**Brief**
How would you render this sentence from the TypeScript strict patterns text in Spanish: "TypeScript strict mode is enabled in this project with strictNullChecks, noImplicitAny, and noUncheckedIndexedAccess."?

**Document text**

○ ○ ○ ○ ○

TypeScript Strict Patterns Skill
Context
This skill applies when:
- •Writing TypeScript code with strict mode enabled
- •Defining types and interfaces for European Parliament data
- •Creating branded types for IDs to prevent mixing
- •Implementing discriminated unions for type-safe variants
- •Converting Zod schemas to TypeScript types
- •Using utility types (Pick, Omit, Partial, Required)
- •Handling nullable types safely
- •Implementing generic type patterns
- •Ensuring type safety across API boundaries
TypeScript strict mode is enabled in this project with strictNullChecks, noImplicitAny, and noUncheckedIndexedAccess. All code must comply with these strict rules.
Rules
- •Never Use
any: Useunknownfor truly dynamic types, then narrow with type guards - •Always Define Return Types: Explicitly type all function return values
- •Use Branded Types for IDs: Prevent mixing different ID types (MEP_ID vs DocumentID)

○ ○ ○ ○ ○

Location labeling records

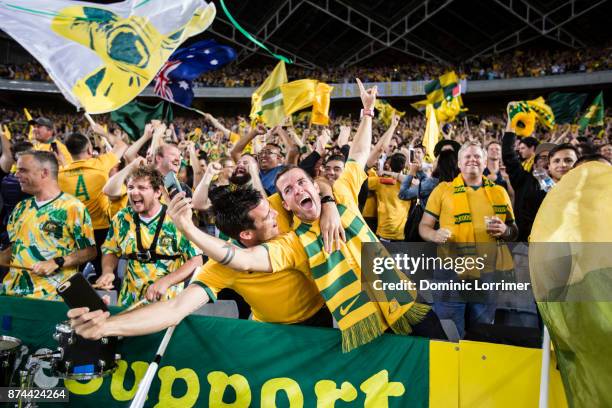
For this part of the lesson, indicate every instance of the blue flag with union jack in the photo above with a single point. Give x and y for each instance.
(174, 82)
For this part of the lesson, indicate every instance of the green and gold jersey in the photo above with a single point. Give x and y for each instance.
(40, 233)
(121, 241)
(85, 180)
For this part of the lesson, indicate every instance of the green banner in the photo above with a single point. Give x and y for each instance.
(217, 362)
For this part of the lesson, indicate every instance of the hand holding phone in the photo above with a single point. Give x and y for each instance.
(78, 292)
(173, 186)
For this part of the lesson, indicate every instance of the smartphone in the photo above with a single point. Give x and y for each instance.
(78, 292)
(172, 184)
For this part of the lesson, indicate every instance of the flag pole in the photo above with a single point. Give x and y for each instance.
(147, 380)
(545, 371)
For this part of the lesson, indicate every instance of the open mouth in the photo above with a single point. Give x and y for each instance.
(137, 201)
(306, 203)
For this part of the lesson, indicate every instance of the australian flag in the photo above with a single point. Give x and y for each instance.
(174, 81)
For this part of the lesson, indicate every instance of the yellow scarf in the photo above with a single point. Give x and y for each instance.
(362, 315)
(528, 164)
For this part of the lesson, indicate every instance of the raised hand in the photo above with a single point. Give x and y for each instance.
(368, 97)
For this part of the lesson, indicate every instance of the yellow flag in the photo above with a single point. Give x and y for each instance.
(444, 93)
(385, 111)
(544, 113)
(432, 132)
(267, 100)
(30, 128)
(6, 131)
(298, 95)
(320, 106)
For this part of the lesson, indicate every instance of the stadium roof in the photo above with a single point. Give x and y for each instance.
(324, 33)
(333, 33)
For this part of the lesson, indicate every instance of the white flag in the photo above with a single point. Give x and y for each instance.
(101, 56)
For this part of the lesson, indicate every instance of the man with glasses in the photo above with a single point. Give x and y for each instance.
(271, 158)
(528, 194)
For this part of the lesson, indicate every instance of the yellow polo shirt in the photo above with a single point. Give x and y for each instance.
(46, 147)
(85, 180)
(392, 211)
(288, 296)
(440, 205)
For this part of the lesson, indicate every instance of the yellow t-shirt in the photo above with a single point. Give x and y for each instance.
(234, 137)
(288, 252)
(284, 217)
(285, 297)
(119, 203)
(289, 296)
(57, 228)
(46, 147)
(85, 180)
(392, 211)
(371, 206)
(440, 205)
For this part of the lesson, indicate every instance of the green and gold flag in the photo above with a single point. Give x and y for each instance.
(133, 117)
(267, 100)
(594, 115)
(444, 93)
(101, 56)
(385, 111)
(571, 269)
(432, 133)
(566, 106)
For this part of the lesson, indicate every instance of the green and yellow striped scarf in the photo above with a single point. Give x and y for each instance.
(464, 228)
(361, 314)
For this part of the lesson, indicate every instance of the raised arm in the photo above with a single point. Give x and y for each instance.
(149, 319)
(362, 144)
(6, 160)
(291, 147)
(198, 172)
(236, 151)
(119, 147)
(253, 169)
(217, 125)
(200, 195)
(383, 142)
(114, 186)
(158, 289)
(250, 259)
(131, 153)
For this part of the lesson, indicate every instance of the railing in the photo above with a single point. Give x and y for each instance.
(385, 89)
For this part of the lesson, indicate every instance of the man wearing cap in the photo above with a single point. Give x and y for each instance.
(46, 140)
(526, 148)
(528, 194)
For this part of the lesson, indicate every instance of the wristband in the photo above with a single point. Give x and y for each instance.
(366, 112)
(327, 199)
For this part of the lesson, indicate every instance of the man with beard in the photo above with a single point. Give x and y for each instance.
(287, 297)
(50, 233)
(337, 270)
(168, 159)
(159, 257)
(46, 141)
(271, 159)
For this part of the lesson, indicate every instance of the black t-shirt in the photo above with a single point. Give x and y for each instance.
(11, 193)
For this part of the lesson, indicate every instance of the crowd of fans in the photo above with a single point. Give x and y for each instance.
(515, 64)
(104, 186)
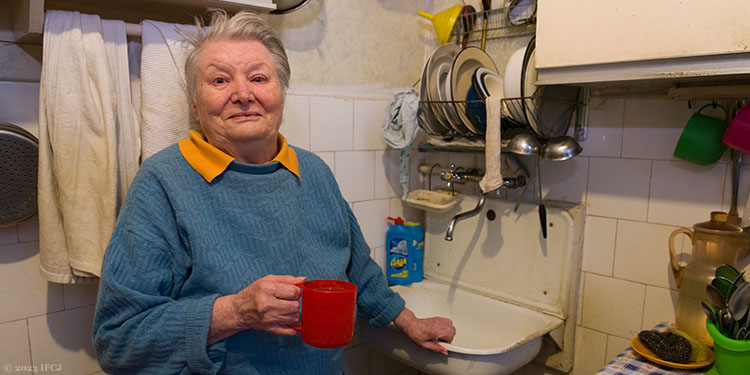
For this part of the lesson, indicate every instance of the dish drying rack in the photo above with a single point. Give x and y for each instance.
(498, 25)
(523, 107)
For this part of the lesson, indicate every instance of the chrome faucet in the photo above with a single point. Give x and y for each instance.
(464, 215)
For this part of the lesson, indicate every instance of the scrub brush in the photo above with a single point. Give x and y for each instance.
(668, 346)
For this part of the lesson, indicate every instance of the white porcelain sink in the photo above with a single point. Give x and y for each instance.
(503, 284)
(492, 337)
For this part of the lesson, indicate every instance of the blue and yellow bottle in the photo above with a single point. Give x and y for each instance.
(400, 258)
(417, 249)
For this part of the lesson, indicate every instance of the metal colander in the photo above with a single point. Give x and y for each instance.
(19, 156)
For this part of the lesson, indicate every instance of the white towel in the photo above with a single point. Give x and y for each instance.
(87, 142)
(165, 104)
(493, 178)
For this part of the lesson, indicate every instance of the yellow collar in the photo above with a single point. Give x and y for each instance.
(210, 162)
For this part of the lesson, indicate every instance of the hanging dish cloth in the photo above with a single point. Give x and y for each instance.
(165, 103)
(400, 128)
(493, 178)
(88, 142)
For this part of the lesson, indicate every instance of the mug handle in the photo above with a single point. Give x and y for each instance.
(298, 326)
(677, 269)
(726, 113)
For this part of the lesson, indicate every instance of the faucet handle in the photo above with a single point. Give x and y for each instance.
(450, 175)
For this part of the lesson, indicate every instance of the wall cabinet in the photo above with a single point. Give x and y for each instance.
(594, 41)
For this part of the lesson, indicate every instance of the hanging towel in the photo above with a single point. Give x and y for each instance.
(399, 129)
(493, 178)
(88, 142)
(165, 104)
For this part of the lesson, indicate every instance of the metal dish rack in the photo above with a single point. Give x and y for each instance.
(498, 25)
(516, 116)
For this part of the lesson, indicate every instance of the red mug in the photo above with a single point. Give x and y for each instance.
(328, 309)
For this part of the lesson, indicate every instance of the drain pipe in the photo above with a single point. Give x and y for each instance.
(464, 215)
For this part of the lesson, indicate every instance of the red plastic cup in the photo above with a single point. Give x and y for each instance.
(737, 135)
(328, 312)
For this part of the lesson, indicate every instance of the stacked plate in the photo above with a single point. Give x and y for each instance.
(455, 83)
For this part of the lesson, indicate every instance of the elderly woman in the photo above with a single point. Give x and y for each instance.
(216, 232)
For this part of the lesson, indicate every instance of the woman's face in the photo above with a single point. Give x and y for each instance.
(239, 99)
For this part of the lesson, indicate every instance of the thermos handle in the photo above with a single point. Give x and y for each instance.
(677, 269)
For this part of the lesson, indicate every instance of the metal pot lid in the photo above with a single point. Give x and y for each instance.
(288, 6)
(19, 156)
(720, 223)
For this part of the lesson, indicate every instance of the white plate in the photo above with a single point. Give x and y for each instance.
(512, 84)
(430, 123)
(491, 83)
(442, 57)
(466, 63)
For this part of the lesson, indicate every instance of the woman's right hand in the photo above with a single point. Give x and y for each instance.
(269, 304)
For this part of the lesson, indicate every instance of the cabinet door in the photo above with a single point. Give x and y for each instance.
(584, 32)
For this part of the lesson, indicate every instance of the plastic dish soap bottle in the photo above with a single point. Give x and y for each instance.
(417, 241)
(399, 259)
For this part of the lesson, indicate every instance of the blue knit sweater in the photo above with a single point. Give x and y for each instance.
(181, 242)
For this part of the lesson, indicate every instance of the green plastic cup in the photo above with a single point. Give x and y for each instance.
(732, 356)
(700, 141)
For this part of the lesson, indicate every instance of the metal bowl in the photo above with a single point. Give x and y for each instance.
(288, 6)
(19, 154)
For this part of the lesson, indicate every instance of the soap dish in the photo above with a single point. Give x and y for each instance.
(434, 201)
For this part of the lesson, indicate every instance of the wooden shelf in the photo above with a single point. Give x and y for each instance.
(27, 16)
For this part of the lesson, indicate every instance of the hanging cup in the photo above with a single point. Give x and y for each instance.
(700, 142)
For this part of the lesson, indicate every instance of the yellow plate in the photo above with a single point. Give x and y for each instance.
(648, 354)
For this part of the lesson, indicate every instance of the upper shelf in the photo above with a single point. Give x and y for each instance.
(27, 16)
(591, 42)
(501, 23)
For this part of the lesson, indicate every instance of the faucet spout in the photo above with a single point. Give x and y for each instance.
(464, 215)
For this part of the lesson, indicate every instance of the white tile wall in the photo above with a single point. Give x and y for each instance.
(652, 127)
(618, 188)
(615, 346)
(331, 124)
(565, 180)
(590, 351)
(25, 292)
(387, 165)
(64, 338)
(14, 347)
(368, 116)
(355, 173)
(605, 128)
(659, 306)
(612, 305)
(641, 253)
(599, 246)
(296, 123)
(683, 193)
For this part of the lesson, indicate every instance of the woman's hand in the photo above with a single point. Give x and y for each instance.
(426, 332)
(269, 304)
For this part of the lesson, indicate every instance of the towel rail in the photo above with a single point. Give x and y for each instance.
(133, 29)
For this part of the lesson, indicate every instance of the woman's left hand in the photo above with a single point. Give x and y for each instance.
(426, 332)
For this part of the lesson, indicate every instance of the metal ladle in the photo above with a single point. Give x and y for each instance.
(528, 144)
(561, 148)
(524, 144)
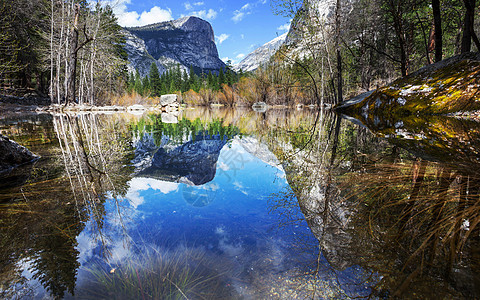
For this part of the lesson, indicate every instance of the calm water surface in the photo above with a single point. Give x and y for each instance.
(220, 204)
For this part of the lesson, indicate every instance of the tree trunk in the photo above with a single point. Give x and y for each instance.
(437, 20)
(468, 25)
(72, 65)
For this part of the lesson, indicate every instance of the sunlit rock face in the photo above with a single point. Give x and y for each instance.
(188, 41)
(261, 55)
(193, 163)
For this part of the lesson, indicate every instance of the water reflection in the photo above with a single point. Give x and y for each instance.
(385, 208)
(238, 204)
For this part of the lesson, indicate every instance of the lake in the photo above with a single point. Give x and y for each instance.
(235, 204)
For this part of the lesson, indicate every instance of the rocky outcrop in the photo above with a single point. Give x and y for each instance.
(449, 86)
(13, 155)
(188, 41)
(261, 55)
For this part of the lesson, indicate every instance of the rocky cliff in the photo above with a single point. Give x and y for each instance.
(261, 55)
(188, 41)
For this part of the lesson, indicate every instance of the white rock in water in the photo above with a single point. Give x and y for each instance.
(168, 99)
(169, 118)
(260, 107)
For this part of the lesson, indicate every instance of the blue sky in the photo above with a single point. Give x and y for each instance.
(240, 26)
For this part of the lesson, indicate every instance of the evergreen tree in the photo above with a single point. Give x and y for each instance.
(210, 83)
(146, 87)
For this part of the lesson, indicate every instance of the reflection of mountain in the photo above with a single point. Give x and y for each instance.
(193, 162)
(442, 139)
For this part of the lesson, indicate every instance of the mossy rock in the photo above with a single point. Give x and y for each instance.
(449, 86)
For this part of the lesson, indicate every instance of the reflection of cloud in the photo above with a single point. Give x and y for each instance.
(230, 249)
(138, 184)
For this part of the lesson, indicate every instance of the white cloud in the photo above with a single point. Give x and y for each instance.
(128, 18)
(285, 27)
(221, 38)
(204, 14)
(239, 14)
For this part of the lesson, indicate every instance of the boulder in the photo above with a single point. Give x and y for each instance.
(13, 155)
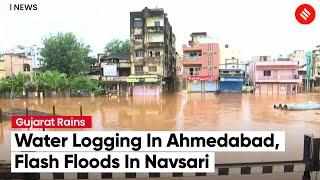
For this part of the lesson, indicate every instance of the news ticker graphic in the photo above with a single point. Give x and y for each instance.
(51, 122)
(133, 151)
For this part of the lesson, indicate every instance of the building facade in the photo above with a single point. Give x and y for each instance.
(16, 62)
(2, 68)
(115, 69)
(153, 54)
(31, 52)
(231, 80)
(275, 77)
(201, 64)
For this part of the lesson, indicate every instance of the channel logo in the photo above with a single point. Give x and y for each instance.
(23, 7)
(305, 14)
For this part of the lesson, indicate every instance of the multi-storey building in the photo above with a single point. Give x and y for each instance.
(16, 62)
(153, 54)
(201, 63)
(115, 69)
(31, 52)
(2, 68)
(275, 77)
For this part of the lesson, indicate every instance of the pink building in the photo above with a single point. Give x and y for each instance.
(275, 76)
(201, 63)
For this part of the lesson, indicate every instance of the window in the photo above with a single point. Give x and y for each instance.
(138, 69)
(152, 68)
(194, 71)
(154, 53)
(138, 37)
(26, 67)
(139, 53)
(267, 73)
(156, 23)
(137, 23)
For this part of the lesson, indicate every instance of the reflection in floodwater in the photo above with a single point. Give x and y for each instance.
(193, 111)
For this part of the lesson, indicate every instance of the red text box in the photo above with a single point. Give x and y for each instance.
(51, 121)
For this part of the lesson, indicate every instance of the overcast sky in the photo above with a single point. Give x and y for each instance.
(254, 27)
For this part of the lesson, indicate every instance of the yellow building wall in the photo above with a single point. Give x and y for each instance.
(151, 20)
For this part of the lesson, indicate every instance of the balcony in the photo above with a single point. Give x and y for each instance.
(153, 60)
(116, 78)
(138, 61)
(192, 60)
(155, 29)
(155, 44)
(124, 65)
(137, 31)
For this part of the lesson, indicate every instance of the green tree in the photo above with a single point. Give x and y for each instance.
(117, 46)
(80, 82)
(64, 53)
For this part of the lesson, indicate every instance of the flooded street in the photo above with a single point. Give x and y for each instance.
(187, 112)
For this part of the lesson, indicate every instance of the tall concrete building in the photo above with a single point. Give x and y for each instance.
(153, 54)
(201, 63)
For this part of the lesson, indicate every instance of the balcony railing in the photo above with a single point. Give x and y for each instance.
(155, 29)
(155, 44)
(191, 60)
(117, 78)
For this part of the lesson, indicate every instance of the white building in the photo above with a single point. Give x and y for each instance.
(31, 52)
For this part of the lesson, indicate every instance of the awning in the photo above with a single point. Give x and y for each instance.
(143, 78)
(203, 78)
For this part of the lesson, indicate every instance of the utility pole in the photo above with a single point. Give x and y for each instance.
(11, 94)
(23, 89)
(309, 64)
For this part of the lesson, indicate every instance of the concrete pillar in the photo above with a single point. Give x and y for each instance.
(118, 88)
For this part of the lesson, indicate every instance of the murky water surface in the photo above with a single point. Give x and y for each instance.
(188, 112)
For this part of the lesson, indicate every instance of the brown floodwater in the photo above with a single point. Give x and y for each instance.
(183, 111)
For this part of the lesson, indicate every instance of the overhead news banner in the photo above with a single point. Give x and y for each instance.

○ ○ ○ ○ ○

**Expected answer**
El modo estricto de TypeScript está habilitado en este proyecto con strictNullChecks, noImplicitAny y noUncheckedIndexedAccess.